WHAT TO PRODUCE | Reproduce the data exactly.

== Segment start ==

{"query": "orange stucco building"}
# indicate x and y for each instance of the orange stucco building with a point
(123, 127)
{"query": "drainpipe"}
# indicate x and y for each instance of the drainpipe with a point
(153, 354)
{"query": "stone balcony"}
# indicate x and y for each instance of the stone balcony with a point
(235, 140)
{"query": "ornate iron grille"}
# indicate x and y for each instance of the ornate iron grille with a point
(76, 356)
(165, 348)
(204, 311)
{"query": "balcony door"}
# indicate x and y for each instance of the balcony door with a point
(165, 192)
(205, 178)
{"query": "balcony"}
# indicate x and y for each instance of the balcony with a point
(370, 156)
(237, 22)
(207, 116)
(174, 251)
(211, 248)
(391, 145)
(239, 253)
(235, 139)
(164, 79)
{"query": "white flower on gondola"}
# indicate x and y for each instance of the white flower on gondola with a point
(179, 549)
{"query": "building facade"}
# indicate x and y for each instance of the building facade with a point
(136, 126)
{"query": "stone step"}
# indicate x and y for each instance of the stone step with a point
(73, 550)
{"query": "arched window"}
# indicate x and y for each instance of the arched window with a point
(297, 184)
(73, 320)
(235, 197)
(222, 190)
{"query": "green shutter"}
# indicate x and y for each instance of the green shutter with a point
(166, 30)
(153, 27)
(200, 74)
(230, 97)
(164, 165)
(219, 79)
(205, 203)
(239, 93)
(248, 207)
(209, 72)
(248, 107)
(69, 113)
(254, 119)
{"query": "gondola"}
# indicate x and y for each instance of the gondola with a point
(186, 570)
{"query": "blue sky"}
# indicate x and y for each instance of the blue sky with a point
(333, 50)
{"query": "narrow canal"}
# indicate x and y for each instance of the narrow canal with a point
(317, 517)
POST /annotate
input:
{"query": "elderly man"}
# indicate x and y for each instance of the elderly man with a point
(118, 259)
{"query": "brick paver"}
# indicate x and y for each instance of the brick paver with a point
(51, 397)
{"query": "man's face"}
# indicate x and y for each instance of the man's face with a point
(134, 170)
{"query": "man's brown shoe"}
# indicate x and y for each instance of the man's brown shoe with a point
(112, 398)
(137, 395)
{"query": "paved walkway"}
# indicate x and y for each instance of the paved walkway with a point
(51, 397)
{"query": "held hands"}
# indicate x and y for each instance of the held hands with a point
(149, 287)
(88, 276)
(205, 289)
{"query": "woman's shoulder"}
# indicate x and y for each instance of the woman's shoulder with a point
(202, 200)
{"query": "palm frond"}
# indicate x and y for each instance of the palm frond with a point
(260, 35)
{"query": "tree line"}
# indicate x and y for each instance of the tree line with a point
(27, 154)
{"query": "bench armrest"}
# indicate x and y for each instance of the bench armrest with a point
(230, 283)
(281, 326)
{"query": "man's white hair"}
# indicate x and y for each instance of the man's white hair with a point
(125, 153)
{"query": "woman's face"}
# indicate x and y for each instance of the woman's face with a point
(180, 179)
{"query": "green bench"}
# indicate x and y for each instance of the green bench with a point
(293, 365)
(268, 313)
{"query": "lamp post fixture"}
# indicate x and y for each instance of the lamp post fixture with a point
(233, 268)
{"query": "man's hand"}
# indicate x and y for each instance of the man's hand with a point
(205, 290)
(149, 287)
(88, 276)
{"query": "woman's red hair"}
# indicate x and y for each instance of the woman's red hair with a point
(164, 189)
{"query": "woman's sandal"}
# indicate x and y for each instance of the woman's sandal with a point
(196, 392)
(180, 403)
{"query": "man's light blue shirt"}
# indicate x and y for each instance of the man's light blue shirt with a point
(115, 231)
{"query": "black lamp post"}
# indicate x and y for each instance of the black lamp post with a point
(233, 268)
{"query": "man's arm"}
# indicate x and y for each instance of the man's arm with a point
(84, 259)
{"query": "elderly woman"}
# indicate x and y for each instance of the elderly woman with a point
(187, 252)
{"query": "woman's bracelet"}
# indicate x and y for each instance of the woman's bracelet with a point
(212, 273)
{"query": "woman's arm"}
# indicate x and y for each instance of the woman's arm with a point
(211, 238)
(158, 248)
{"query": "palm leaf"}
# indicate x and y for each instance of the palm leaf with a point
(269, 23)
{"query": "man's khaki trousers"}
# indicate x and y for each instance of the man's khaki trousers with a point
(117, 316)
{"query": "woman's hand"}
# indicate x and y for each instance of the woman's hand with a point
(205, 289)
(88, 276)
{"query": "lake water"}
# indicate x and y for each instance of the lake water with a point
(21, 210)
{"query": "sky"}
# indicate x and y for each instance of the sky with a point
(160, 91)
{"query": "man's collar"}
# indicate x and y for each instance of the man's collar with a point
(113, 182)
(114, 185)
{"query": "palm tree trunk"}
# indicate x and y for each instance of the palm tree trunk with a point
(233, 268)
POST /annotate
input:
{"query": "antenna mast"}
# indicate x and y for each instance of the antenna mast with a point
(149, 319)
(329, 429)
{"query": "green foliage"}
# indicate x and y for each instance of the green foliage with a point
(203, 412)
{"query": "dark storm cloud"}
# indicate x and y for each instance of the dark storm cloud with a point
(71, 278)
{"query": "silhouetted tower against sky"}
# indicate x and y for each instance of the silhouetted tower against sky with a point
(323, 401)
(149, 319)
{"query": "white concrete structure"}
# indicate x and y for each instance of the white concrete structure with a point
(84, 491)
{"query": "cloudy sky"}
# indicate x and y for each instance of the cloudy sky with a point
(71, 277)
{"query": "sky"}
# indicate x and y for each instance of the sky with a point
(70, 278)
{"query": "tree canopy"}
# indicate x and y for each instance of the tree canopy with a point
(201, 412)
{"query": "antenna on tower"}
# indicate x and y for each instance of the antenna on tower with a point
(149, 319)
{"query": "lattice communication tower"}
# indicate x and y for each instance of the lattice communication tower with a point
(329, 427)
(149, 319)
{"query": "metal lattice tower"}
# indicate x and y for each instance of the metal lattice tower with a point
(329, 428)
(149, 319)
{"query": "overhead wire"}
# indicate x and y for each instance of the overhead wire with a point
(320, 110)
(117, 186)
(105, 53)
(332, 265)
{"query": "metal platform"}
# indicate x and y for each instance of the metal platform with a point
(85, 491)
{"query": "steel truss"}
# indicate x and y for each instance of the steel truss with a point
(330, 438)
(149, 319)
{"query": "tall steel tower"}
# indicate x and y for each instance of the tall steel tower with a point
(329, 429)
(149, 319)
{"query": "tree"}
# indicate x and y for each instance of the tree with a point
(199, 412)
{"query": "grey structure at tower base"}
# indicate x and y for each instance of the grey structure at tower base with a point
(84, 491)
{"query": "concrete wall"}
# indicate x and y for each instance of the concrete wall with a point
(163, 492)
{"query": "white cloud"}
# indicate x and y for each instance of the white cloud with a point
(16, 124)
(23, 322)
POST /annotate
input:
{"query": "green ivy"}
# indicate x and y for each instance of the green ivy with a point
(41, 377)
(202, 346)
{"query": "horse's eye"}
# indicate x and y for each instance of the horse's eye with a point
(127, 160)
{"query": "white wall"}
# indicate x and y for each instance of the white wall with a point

== Segment end ==

EXERCISE RESPONSE |
{"query": "orange stucco building"}
# indicate x and y for each instance of the orange stucco building with a point
(123, 127)
{"query": "drainpipe"}
# indicate x and y for each instance of the drainpipe with a point
(153, 354)
{"query": "stone balcony"}
# indicate x and y for each instance of the stone balcony with a point
(235, 140)
{"query": "ornate iron grille"}
# indicate x and y for each instance of the ornate iron grille with a point
(76, 356)
(165, 348)
(204, 311)
{"query": "balcony door"}
# indicate x and y for each instance of the balcony door with a point
(165, 192)
(205, 178)
{"query": "balcony"}
# indicate x and y for each instance of the balcony with a point
(370, 156)
(237, 22)
(207, 116)
(174, 251)
(211, 248)
(391, 145)
(239, 253)
(235, 139)
(164, 79)
{"query": "white flower on gondola"}
# indicate x and y for each instance of the white flower on gondola with a point
(179, 549)
{"query": "building facade"}
# indicate x and y for each instance of the building facade with a point
(136, 126)
{"query": "stone step"}
# indicate x and y for each instance of the stone step with a point
(73, 550)
{"query": "arched window"}
# indicate x and y for each instance of the arched window with a point
(297, 184)
(73, 320)
(235, 197)
(222, 190)
{"query": "green shutter"}
# indicate x and y for each instance of the green shutter with a point
(166, 30)
(153, 27)
(200, 74)
(230, 97)
(164, 165)
(219, 79)
(205, 203)
(239, 93)
(248, 207)
(209, 72)
(248, 107)
(69, 113)
(254, 119)
{"query": "gondola"}
# indicate x and y for each instance of the gondola with a point
(186, 570)
{"query": "blue sky"}
# indicate x and y for each instance of the blue sky with a point
(333, 50)
{"query": "narrow canal"}
# indicate x and y for each instance of the narrow canal with a point
(317, 517)
POST /annotate
input:
{"query": "elderly man"}
# indicate x and y for each instance of the elderly man with a point
(118, 259)
{"query": "brick paver"}
# indicate x and y for each instance of the brick paver with a point
(51, 397)
{"query": "man's face"}
# indicate x and y for each instance of the man's face with a point
(134, 170)
{"query": "man's brown shoe"}
# indicate x and y for each instance of the man's brown shoe with a point
(112, 398)
(137, 395)
{"query": "paved walkway"}
# indicate x and y for each instance of the paved walkway with a point
(51, 397)
{"query": "held hands"}
# indicate x and y for each instance of the held hands with a point
(149, 287)
(88, 276)
(205, 289)
{"query": "woman's shoulder"}
# indicate x and y for each instance of the woman's shoulder with a point
(202, 200)
{"query": "palm frond"}
# indicate x and y for each instance of the palm frond with a point
(260, 35)
{"query": "tree line"}
# indicate x and y for each instance of the tree line with a point
(27, 154)
{"query": "bench armrest"}
# indicate x and y for each instance of the bench armrest with a point
(230, 283)
(281, 326)
{"query": "man's white hair"}
# indicate x and y for each instance of the man's white hair with a point
(125, 153)
{"query": "woman's face"}
# indicate x and y for each instance of the woman's face with a point
(180, 179)
{"query": "green bench"}
# indicate x and y for each instance of the green bench with a point
(293, 365)
(268, 313)
{"query": "lamp post fixture"}
# indicate x and y for each instance of the lamp post fixture with a point
(233, 268)
{"query": "man's hand"}
# indicate x and y for each instance of the man's hand with a point
(205, 290)
(149, 287)
(88, 276)
{"query": "woman's red hair"}
# indicate x and y for each instance of the woman's red hair with a point
(164, 189)
{"query": "woman's sandal"}
# indicate x and y for each instance of the woman's sandal with a point
(196, 392)
(180, 403)
{"query": "man's light blue shirt"}
# indicate x and y for each instance of the man's light blue shirt with a point
(115, 231)
{"query": "black lamp post"}
# indicate x and y for each instance of the black lamp post with a point
(233, 268)
{"query": "man's arm"}
# indicate x and y for each instance of the man's arm with a point
(84, 259)
{"query": "elderly woman"}
# indicate x and y for each instance of the elderly woman with a point
(187, 252)
{"query": "woman's bracelet"}
# indicate x and y for each instance of the woman's bracelet with a point
(212, 273)
{"query": "woman's arm"}
# indicate x and y for each instance of the woman's arm with a point
(211, 238)
(158, 248)
{"query": "palm leaf"}
# indicate x and y for each instance of the palm leaf with a point
(269, 23)
{"query": "man's khaki trousers"}
# indicate x and y for each instance of the man's khaki trousers with a point
(117, 316)
{"query": "woman's hand"}
# indicate x and y for each instance of the woman's hand with a point
(205, 289)
(88, 276)
{"query": "lake water"}
# indicate x and y for each instance of the lake water with a point
(21, 210)
{"query": "sky"}
# indicate x and y for each instance of the sky with a point
(160, 91)
{"query": "man's collar"}
# indicate x and y for each instance of the man's collar with a point
(113, 182)
(114, 185)
{"query": "palm tree trunk"}
# indicate x and y for each instance of the palm tree trunk with a point
(233, 268)
POST /annotate
input:
{"query": "antenna mast"}
# indicate x and y for each instance of the antenna mast with a point
(149, 319)
(329, 429)
{"query": "green foliage"}
# indicate x and y for each instance of the green foliage with a point
(203, 412)
{"query": "dark storm cloud"}
# indicate x and y for each instance of the dark storm cloud with a point
(71, 278)
{"query": "silhouetted tower against sky"}
# indicate x and y for each instance of the silhouetted tower against sky with a point
(323, 401)
(149, 319)
{"query": "white concrete structure"}
# indicate x and y for each instance of the white concrete structure with a point
(84, 491)
{"query": "cloudy sky"}
# indicate x and y for each instance of the cloudy sky with a point
(71, 277)
{"query": "sky"}
# indicate x and y for each instance of the sky with a point
(70, 278)
{"query": "tree canopy"}
# indicate x and y for each instance of the tree canopy with a point
(201, 412)
{"query": "antenna on tower"}
# indicate x and y for each instance of the antenna on tower with a point
(149, 319)
{"query": "lattice communication tower"}
# indicate x and y for each instance of the lattice communication tower with a point
(329, 427)
(149, 319)
{"query": "metal lattice tower"}
# indicate x and y for each instance of the metal lattice tower with a point
(329, 428)
(149, 319)
{"query": "overhead wire"}
# indicate x and y for each instance of the overhead wire with a point
(320, 110)
(117, 186)
(105, 53)
(332, 265)
{"query": "metal platform"}
# indicate x and y for each instance of the metal platform with a point
(85, 491)
{"query": "steel truss"}
# indicate x and y for each instance of the steel truss with a point
(330, 438)
(149, 319)
{"query": "tall steel tower"}
# indicate x and y for each instance of the tall steel tower with a point
(329, 429)
(149, 319)
{"query": "tree"}
# indicate x and y for each instance of the tree with a point
(199, 412)
{"query": "grey structure at tower base"}
# indicate x and y for each instance of the grey structure at tower base with a point
(84, 491)
{"query": "concrete wall"}
# indicate x and y for each instance of the concrete wall with a point
(163, 492)
{"query": "white cloud"}
# indicate x and y for each instance of the white cloud with a point
(16, 124)
(23, 322)
POST /annotate
input:
{"query": "green ivy"}
# indicate x and y for each instance of the green ivy with a point
(41, 377)
(202, 346)
{"query": "horse's eye"}
# indicate x and y for each instance of the horse's eye with a point
(127, 160)
{"query": "white wall"}
# indicate x and y for each instance of the white wall with a point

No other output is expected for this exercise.